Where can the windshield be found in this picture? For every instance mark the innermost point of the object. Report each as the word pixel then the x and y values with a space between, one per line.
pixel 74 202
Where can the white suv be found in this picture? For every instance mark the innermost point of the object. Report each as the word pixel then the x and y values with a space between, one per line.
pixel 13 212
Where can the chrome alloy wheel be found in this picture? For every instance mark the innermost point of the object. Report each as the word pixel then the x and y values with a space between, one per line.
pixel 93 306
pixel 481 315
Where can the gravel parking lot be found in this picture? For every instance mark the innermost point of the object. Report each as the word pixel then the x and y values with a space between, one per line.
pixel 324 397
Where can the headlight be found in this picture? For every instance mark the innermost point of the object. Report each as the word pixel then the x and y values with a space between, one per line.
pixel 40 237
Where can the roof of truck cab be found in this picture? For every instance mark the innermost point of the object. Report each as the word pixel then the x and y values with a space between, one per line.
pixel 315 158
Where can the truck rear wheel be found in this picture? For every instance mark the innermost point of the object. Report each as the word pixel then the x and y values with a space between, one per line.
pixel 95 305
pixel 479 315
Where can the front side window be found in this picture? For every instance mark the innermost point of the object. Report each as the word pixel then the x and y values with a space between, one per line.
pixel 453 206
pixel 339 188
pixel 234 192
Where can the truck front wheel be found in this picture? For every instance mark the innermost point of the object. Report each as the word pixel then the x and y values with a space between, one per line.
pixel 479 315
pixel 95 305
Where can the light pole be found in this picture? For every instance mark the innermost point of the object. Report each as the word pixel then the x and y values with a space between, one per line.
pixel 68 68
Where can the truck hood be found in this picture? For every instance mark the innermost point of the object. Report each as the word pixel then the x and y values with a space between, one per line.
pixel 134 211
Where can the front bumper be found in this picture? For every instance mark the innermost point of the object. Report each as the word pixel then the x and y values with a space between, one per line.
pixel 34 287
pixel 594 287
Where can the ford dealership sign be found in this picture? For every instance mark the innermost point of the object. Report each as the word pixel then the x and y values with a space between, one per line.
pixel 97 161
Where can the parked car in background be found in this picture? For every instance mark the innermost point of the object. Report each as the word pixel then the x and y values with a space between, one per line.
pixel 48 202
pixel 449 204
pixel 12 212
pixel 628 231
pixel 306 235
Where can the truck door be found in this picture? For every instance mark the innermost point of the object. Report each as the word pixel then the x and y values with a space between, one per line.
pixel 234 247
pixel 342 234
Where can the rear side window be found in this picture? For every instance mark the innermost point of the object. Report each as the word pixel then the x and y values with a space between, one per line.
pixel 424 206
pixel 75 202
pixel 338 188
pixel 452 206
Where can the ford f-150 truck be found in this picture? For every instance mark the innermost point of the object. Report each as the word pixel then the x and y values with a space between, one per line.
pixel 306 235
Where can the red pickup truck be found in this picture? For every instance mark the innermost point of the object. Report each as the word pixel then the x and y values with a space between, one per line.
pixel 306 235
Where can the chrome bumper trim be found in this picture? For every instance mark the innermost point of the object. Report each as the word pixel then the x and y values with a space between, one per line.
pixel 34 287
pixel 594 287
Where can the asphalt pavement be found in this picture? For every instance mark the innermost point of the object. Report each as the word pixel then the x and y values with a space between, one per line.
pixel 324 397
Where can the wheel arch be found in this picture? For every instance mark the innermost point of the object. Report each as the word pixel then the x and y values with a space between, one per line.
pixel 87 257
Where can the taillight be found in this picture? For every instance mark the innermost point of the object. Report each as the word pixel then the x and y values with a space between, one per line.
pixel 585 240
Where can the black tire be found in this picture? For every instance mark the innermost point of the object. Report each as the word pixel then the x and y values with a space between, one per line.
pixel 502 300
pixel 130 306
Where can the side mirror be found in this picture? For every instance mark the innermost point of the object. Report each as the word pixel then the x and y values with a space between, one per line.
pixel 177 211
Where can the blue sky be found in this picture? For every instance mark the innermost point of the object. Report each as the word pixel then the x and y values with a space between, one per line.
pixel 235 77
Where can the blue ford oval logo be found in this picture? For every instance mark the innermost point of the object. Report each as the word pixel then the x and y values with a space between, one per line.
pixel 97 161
********************
Exact transcription of the records is all that is wanted.

### Result
Where can the windshield be found in this picture? For every instance mark the innermost point of the object. Report each as the word pixel then the x and y values with a space between, one per line.
pixel 74 202
Where can the white suv be found in this picture? For every instance mark the innermost point of the object. Report each as the word pixel then the x and y values with a space between, one per line.
pixel 13 212
Where can the chrome alloy wheel be found in this picture? For every instance mark the innermost point of the object. Report each as the word pixel then the x and y values with a space between, one per line.
pixel 93 306
pixel 481 315
Where can the gravel parking lot be found in this picture? For every instance mark the innermost point of the object. Report each as the word pixel then the x and y values with a space between, one per line.
pixel 324 397
Where can the headlight be found in this picture? For every instance mark the innermost point of the object. Report each as the word pixel then the x and y values with a space between, one per line.
pixel 40 237
Where can the roof of truck cab be found in this picture? For every instance mark the innermost point of the object. Report each as the word pixel then the x and y values with a space between, one per line.
pixel 315 158
Where can the truck rear wheel be found in this picture? For every instance mark the innermost point of the object. Report each as the word pixel then the x and y values with a space between, one per line.
pixel 95 305
pixel 479 315
Where can the front side window be found in this picture? For every instance mark the innermost point of the object. Report each as the word pixel then the x and y values with a space between, one per line.
pixel 453 206
pixel 339 188
pixel 234 192
Where can the truck front wheel be found in this picture? For every instance mark the innermost point of the object. Report each as the word pixel then the x and y values with a space between, one per line.
pixel 479 315
pixel 95 305
Where can the light pole be found in this picture? For every instance mark the innermost point of the object. Report each as the word pixel then the x and y values with a space between, one per line.
pixel 68 68
Where can the truck hood be found in this picture? For every instance mark the innermost point of the object. Report each as the word pixel then the x and y values with a space between, one per line.
pixel 134 211
Where can the front bumper be found in this picture? For every instance mark the innermost point of the object. Report each as the word pixel then the x and y values with a space between, one per line.
pixel 34 287
pixel 594 287
Where can the ford dealership sign be found in this picture? For every instance mark the innermost point of the object. Report each as the word pixel then the x and y values with a space between, one per line.
pixel 97 161
Where can the parked car in background be found in this picture? For every instance mark the innermost point of the object. Report each as the word pixel then the x and y values with a space between, one per line.
pixel 48 202
pixel 449 204
pixel 12 212
pixel 628 231
pixel 306 235
Where can the truck door be found in this picture? For every instance mark the innermost point of the object. Report each as the word pixel then the x and y values with a space between, one per line.
pixel 234 247
pixel 342 234
Where can the rear side window be found in this picture? For every instance mark the innermost point of the object. Report each as the word pixel then the x and y values with a space between, one per line.
pixel 424 206
pixel 75 202
pixel 338 188
pixel 452 206
Where can the ford f-150 truck be found in this picture? For every instance mark the innermost point of the object. Report each as the word pixel then the x and y values with a space between, one per line.
pixel 306 235
Where can the red pickup truck be found in this picture? For every instance mark the innermost point of the object. Report each as the word pixel then the x and y values with a space between, one per line.
pixel 306 235
Where can the chrome bumper trim be found in this picture? For every instance mark the innermost point of the object. Report each as the word pixel then the x and y values with a space between, one per line.
pixel 34 287
pixel 594 287
Where can the asphalt pavement be found in this picture? For every instance mark the innermost point of the object. Report each as the word pixel then the x and y values with a space between, one per line.
pixel 324 397
Where can the wheel arch be found in this picture? For every instance mark the innermost point of the object. Report each as the word pixel then the x and y values with a space between, one per line.
pixel 87 257
Where can the taillight be found in this picture? For every instance mark the innermost point of the object. Report each as the word pixel then the x and y values with a space between, one per line.
pixel 585 240
Where can the black tire be found in this picture? For every instance mark the innermost point of the object. Report each as the word pixel then the x and y values with a space between, one per line.
pixel 502 300
pixel 130 306
Where can the side mirror be found in this picture? For every instance mark the innermost point of the object. Report each as the word pixel then the x and y values with a space between, one per line.
pixel 177 211
Where can the blue sky be found in this picture? For every instance mark the innermost point of the object. Report each as the word pixel then the x and y values with a space between, one per line.
pixel 235 77
Where can the blue ford oval logo be found in this picture? For every instance mark the innermost point of the object. Report each as the word pixel then the x and y values with a space between, one per line.
pixel 97 161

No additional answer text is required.